Exercise description: Show each line of the listing below that contains the string "query".

[Excerpts from a detection dataset]
--*--

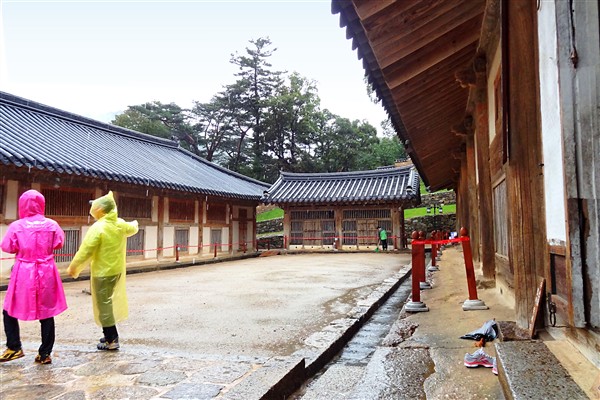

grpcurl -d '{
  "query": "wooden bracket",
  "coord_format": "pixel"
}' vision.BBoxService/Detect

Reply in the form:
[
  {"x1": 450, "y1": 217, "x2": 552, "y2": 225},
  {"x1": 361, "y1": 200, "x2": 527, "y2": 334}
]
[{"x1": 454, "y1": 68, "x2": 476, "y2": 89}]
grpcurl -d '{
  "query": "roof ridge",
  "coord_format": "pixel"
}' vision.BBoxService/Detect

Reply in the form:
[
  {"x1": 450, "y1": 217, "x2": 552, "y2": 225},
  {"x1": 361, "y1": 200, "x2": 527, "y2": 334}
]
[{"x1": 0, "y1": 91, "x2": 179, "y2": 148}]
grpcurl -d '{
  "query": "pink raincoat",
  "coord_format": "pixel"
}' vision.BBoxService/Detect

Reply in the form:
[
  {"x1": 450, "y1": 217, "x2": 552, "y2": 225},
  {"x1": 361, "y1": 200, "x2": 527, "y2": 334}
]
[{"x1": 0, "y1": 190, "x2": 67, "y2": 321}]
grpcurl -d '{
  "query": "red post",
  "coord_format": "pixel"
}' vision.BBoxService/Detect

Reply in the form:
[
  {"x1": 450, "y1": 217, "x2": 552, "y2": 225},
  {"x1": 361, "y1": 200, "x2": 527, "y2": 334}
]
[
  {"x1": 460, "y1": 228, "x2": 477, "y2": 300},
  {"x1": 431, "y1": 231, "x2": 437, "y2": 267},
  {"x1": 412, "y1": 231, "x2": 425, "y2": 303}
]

--*--

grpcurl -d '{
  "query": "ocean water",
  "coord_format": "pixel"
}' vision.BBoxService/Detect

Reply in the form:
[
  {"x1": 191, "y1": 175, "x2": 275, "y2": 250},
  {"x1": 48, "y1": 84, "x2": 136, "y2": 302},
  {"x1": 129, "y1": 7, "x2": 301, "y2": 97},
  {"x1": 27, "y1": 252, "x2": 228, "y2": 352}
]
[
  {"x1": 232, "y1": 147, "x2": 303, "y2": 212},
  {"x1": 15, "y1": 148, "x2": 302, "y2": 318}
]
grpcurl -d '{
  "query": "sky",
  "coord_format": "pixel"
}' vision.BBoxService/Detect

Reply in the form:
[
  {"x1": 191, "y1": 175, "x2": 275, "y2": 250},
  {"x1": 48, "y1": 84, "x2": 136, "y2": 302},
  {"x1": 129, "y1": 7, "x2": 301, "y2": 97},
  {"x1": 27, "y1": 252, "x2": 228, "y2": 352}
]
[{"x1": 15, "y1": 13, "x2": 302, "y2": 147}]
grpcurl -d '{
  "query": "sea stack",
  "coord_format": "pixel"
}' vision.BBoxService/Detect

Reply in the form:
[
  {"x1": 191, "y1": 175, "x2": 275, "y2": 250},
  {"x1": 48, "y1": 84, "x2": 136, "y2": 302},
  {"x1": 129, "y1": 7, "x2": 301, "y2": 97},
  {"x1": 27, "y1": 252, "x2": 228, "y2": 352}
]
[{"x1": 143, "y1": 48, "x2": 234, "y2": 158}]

--*--

Right answer:
  "query": "wooden bracket",
  "query": "roof ridge",
  "query": "pink raincoat",
  "query": "red post",
  "query": "ocean water",
  "query": "sky",
  "query": "sea stack",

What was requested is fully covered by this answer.